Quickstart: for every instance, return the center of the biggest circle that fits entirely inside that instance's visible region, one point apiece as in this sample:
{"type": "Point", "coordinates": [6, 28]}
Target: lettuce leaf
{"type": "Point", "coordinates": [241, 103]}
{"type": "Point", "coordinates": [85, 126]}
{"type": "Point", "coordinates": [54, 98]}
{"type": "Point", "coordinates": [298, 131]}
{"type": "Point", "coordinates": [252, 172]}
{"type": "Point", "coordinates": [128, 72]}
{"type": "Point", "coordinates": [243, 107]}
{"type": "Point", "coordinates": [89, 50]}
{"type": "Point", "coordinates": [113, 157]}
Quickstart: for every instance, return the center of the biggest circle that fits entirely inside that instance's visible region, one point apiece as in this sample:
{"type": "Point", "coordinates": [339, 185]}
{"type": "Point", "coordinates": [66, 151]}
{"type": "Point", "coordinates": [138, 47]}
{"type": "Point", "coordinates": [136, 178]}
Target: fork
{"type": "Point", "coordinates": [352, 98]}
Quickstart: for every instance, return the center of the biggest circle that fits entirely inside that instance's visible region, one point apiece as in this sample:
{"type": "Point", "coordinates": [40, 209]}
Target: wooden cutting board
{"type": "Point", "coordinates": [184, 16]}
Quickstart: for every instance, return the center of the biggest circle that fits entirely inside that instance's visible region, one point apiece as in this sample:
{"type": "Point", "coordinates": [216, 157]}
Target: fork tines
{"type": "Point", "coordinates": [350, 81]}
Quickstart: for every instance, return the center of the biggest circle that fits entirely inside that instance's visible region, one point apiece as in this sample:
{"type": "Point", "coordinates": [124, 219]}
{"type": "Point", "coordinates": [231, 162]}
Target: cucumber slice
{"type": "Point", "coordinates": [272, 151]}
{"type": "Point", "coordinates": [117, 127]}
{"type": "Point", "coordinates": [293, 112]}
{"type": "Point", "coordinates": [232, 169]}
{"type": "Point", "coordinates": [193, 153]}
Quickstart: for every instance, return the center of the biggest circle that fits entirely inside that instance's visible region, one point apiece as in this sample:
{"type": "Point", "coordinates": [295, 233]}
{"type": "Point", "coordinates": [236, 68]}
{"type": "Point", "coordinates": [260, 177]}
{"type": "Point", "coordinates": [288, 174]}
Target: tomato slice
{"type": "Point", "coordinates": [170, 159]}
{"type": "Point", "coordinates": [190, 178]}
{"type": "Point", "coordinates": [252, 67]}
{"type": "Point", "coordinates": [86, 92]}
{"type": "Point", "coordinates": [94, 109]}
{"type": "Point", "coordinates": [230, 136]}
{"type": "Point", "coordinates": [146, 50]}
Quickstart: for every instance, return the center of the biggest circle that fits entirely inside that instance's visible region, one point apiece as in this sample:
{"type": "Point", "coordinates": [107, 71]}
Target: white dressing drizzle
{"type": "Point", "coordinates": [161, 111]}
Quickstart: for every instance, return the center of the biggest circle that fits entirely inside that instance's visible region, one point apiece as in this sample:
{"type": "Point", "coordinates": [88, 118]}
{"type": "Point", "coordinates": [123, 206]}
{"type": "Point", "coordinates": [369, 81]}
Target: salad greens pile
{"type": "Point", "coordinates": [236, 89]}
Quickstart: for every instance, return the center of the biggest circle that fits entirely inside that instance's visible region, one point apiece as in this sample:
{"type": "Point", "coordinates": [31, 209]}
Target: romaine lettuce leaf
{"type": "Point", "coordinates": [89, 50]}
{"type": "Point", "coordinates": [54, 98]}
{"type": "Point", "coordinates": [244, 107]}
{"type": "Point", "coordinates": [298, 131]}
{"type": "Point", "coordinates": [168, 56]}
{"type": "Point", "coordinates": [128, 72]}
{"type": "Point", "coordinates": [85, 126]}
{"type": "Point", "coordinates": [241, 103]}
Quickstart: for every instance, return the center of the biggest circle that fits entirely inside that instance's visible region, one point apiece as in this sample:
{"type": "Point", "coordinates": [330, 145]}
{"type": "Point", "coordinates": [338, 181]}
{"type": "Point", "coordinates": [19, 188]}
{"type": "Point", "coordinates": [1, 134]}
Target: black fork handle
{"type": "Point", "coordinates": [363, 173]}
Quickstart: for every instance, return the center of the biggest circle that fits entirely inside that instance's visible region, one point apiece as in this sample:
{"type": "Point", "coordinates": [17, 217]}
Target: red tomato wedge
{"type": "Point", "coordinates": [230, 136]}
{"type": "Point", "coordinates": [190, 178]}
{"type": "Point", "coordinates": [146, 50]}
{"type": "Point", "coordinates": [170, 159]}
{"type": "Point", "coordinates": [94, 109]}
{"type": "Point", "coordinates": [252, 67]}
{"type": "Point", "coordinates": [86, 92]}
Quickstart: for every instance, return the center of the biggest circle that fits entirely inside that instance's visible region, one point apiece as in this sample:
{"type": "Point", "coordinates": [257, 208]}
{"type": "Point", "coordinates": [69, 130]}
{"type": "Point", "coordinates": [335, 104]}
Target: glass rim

= = = = = = =

### DIRECTIVE
Each record above should be repeated exactly as it appears.

### TASK RESPONSE
Quickstart: for every instance, return the center of the biggest circle that fits entirely inside that instance's visible region, one point apiece as in this sample:
{"type": "Point", "coordinates": [6, 28]}
Target: lettuce leaf
{"type": "Point", "coordinates": [241, 103]}
{"type": "Point", "coordinates": [85, 126]}
{"type": "Point", "coordinates": [54, 98]}
{"type": "Point", "coordinates": [298, 131]}
{"type": "Point", "coordinates": [252, 172]}
{"type": "Point", "coordinates": [128, 72]}
{"type": "Point", "coordinates": [243, 107]}
{"type": "Point", "coordinates": [89, 50]}
{"type": "Point", "coordinates": [113, 157]}
Quickstart: for every instance, return the center of the biggest circle that fits entirely inside that instance's visible region, one point apiece as in this sample:
{"type": "Point", "coordinates": [339, 185]}
{"type": "Point", "coordinates": [66, 151]}
{"type": "Point", "coordinates": [138, 47]}
{"type": "Point", "coordinates": [136, 178]}
Target: fork
{"type": "Point", "coordinates": [352, 98]}
Quickstart: for every instance, return the center of the biggest circle that fits entirely inside that instance's visible region, one point apiece as in this sample:
{"type": "Point", "coordinates": [40, 209]}
Target: wooden cutting board
{"type": "Point", "coordinates": [184, 16]}
Quickstart: for every instance, return the center of the biggest circle that fits entirely inside that instance's visible region, one point apiece as in this sample:
{"type": "Point", "coordinates": [216, 157]}
Target: fork tines
{"type": "Point", "coordinates": [350, 81]}
Quickstart: for every instance, return the center of the biggest circle that fits entirely inside that instance's visible region, one point apiece as in this sample:
{"type": "Point", "coordinates": [124, 219]}
{"type": "Point", "coordinates": [231, 162]}
Target: cucumber slice
{"type": "Point", "coordinates": [272, 151]}
{"type": "Point", "coordinates": [117, 127]}
{"type": "Point", "coordinates": [293, 112]}
{"type": "Point", "coordinates": [232, 169]}
{"type": "Point", "coordinates": [193, 153]}
Quickstart: for every instance, return the center of the biggest circle that fits entirely inside that instance's visible region, one point apiece as in this sample:
{"type": "Point", "coordinates": [295, 233]}
{"type": "Point", "coordinates": [236, 68]}
{"type": "Point", "coordinates": [260, 177]}
{"type": "Point", "coordinates": [288, 174]}
Target: tomato slice
{"type": "Point", "coordinates": [170, 159]}
{"type": "Point", "coordinates": [190, 178]}
{"type": "Point", "coordinates": [252, 67]}
{"type": "Point", "coordinates": [86, 92]}
{"type": "Point", "coordinates": [94, 109]}
{"type": "Point", "coordinates": [230, 136]}
{"type": "Point", "coordinates": [146, 50]}
Quickstart: for every instance, return the center of the biggest circle that fits entirely inside that instance's visible region, one point apiece as in this sample:
{"type": "Point", "coordinates": [107, 71]}
Target: white dressing drizzle
{"type": "Point", "coordinates": [161, 111]}
Quickstart: for every instance, return the center of the biggest circle that fits entirely inside that instance's visible region, one point apiece as in this sample:
{"type": "Point", "coordinates": [88, 118]}
{"type": "Point", "coordinates": [123, 206]}
{"type": "Point", "coordinates": [369, 81]}
Target: salad greens pile
{"type": "Point", "coordinates": [236, 89]}
Quickstart: for every instance, return the center of the biggest circle that fits entirely inside that instance's visible region, one point apiece as in this sample:
{"type": "Point", "coordinates": [31, 209]}
Target: romaine lettuce leaf
{"type": "Point", "coordinates": [89, 50]}
{"type": "Point", "coordinates": [54, 98]}
{"type": "Point", "coordinates": [244, 107]}
{"type": "Point", "coordinates": [298, 131]}
{"type": "Point", "coordinates": [168, 56]}
{"type": "Point", "coordinates": [128, 72]}
{"type": "Point", "coordinates": [85, 126]}
{"type": "Point", "coordinates": [241, 103]}
Quickstart: for every instance, return the center of the biggest circle that fits entirely inside that instance's visible region, one point apiece as in this sample:
{"type": "Point", "coordinates": [330, 145]}
{"type": "Point", "coordinates": [338, 181]}
{"type": "Point", "coordinates": [19, 188]}
{"type": "Point", "coordinates": [1, 134]}
Target: black fork handle
{"type": "Point", "coordinates": [363, 173]}
Quickstart: for every instance, return the center of the biggest circle that fits entirely inside that instance's visible region, one point apiece as in this sample:
{"type": "Point", "coordinates": [17, 217]}
Target: red tomato wedge
{"type": "Point", "coordinates": [230, 136]}
{"type": "Point", "coordinates": [190, 178]}
{"type": "Point", "coordinates": [146, 50]}
{"type": "Point", "coordinates": [170, 159]}
{"type": "Point", "coordinates": [94, 109]}
{"type": "Point", "coordinates": [252, 67]}
{"type": "Point", "coordinates": [86, 92]}
Quickstart: for every instance, return the center of the biggest circle that fits entirely inside that instance's visible region, one point apiece as in this sample:
{"type": "Point", "coordinates": [257, 208]}
{"type": "Point", "coordinates": [69, 130]}
{"type": "Point", "coordinates": [335, 104]}
Target: glass rim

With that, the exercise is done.